Prompt =
Return each line of the records holding the string "brown".

Point localization data
[Start of section]

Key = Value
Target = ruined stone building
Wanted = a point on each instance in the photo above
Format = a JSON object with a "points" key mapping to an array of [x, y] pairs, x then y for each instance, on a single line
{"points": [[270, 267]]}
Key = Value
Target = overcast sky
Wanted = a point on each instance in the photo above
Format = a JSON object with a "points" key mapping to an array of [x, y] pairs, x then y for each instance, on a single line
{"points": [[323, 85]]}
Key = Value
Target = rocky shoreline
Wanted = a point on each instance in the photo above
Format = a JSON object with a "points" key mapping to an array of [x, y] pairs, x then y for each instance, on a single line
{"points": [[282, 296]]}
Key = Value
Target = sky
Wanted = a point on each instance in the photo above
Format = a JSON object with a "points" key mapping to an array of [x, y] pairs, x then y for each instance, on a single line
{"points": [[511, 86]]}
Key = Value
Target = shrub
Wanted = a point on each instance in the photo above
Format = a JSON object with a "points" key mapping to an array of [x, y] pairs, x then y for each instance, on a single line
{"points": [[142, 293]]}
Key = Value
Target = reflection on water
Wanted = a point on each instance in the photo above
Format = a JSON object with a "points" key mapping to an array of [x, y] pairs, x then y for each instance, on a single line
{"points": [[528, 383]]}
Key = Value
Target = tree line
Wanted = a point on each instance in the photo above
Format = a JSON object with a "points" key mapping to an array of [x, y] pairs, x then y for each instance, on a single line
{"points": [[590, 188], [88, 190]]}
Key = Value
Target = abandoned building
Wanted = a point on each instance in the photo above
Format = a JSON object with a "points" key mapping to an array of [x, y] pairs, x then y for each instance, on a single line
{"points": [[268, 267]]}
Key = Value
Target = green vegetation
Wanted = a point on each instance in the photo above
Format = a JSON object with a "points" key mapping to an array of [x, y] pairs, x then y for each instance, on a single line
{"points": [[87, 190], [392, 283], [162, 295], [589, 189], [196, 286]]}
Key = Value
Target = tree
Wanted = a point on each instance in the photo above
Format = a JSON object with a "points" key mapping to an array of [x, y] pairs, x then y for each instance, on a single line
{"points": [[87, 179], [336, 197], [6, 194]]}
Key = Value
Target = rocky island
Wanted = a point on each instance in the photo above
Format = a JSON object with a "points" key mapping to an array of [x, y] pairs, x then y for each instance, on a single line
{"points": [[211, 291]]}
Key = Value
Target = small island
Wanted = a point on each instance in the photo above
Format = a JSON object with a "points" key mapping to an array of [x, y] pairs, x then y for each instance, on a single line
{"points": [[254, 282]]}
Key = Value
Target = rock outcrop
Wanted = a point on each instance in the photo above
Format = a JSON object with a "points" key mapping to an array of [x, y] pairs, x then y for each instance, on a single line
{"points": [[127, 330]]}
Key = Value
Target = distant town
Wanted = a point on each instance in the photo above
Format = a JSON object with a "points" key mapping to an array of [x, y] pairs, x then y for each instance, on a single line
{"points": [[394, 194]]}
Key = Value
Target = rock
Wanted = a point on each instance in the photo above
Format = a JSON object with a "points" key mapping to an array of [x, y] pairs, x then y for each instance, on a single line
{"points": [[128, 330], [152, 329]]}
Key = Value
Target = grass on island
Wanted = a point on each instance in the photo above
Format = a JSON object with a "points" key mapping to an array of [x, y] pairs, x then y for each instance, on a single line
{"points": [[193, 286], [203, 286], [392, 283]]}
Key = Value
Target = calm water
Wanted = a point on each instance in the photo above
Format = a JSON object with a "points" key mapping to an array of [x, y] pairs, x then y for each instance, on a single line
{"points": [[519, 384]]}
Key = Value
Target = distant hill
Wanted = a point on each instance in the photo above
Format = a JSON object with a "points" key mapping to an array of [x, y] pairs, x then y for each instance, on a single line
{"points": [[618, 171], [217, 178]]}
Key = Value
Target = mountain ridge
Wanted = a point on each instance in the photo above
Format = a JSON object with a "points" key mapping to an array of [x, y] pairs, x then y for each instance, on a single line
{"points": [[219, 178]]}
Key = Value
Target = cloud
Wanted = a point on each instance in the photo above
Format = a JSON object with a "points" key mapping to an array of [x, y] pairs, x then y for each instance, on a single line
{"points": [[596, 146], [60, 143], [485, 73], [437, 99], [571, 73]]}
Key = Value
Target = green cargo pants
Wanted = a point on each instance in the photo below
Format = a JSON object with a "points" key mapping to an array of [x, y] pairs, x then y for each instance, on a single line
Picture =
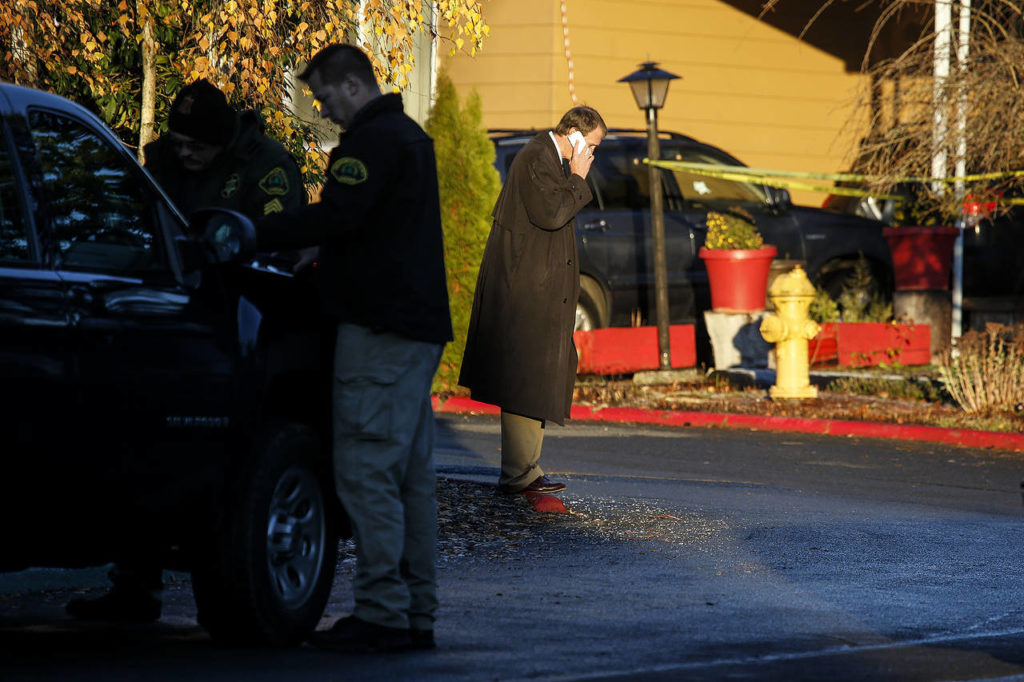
{"points": [[384, 471]]}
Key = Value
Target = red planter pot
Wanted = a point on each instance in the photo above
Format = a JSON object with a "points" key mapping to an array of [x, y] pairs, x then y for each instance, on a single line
{"points": [[922, 256], [738, 279]]}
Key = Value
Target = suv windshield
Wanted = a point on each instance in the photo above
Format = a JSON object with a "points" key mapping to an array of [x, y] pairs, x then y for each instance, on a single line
{"points": [[707, 190], [620, 179]]}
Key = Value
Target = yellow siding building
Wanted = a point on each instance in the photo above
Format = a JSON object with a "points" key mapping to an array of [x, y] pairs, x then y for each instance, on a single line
{"points": [[766, 94]]}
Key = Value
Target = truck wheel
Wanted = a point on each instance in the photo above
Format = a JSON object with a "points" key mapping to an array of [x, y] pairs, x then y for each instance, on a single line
{"points": [[268, 574], [591, 309]]}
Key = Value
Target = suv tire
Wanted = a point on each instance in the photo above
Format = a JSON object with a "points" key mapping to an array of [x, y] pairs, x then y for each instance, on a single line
{"points": [[592, 311], [269, 573]]}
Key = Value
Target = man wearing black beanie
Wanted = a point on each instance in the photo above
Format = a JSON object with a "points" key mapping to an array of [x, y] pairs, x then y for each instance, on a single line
{"points": [[210, 157]]}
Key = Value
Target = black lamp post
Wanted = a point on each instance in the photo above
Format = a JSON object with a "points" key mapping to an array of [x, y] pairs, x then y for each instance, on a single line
{"points": [[650, 86]]}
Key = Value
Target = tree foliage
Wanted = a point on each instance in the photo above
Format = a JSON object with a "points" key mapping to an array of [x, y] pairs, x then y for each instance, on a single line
{"points": [[974, 116], [469, 184], [126, 59]]}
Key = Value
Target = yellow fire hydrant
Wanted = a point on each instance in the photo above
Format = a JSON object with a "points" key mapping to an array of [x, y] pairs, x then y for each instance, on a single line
{"points": [[790, 329]]}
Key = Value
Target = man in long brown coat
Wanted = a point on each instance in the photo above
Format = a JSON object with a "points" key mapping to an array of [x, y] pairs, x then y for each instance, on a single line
{"points": [[519, 353]]}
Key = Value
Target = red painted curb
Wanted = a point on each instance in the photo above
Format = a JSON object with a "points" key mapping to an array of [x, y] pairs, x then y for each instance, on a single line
{"points": [[835, 427]]}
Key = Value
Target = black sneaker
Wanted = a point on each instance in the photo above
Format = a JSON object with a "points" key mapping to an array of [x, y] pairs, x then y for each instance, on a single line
{"points": [[421, 639], [117, 606], [352, 635]]}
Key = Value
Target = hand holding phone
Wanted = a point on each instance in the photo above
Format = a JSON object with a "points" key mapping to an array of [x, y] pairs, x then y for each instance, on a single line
{"points": [[578, 142]]}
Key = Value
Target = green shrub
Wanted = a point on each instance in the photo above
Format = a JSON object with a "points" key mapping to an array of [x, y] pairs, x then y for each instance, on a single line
{"points": [[733, 228], [468, 183], [858, 300]]}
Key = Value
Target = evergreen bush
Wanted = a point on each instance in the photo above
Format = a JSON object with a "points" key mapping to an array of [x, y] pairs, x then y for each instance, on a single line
{"points": [[469, 184]]}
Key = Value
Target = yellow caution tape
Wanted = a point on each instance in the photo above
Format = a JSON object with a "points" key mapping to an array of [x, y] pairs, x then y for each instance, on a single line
{"points": [[762, 175]]}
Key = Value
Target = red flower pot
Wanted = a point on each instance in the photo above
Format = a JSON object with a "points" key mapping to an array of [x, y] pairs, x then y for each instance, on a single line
{"points": [[738, 279], [922, 256]]}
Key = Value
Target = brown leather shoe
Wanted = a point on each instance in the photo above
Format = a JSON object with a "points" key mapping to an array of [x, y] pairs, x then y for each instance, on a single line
{"points": [[545, 485]]}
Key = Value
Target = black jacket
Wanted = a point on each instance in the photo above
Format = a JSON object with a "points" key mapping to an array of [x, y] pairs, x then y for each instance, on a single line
{"points": [[379, 227], [254, 174]]}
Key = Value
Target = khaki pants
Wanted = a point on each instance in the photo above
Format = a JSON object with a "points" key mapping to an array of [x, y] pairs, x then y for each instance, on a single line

[End of section]

Answer space =
Target = man in long brown coat
Target = brown leather shoe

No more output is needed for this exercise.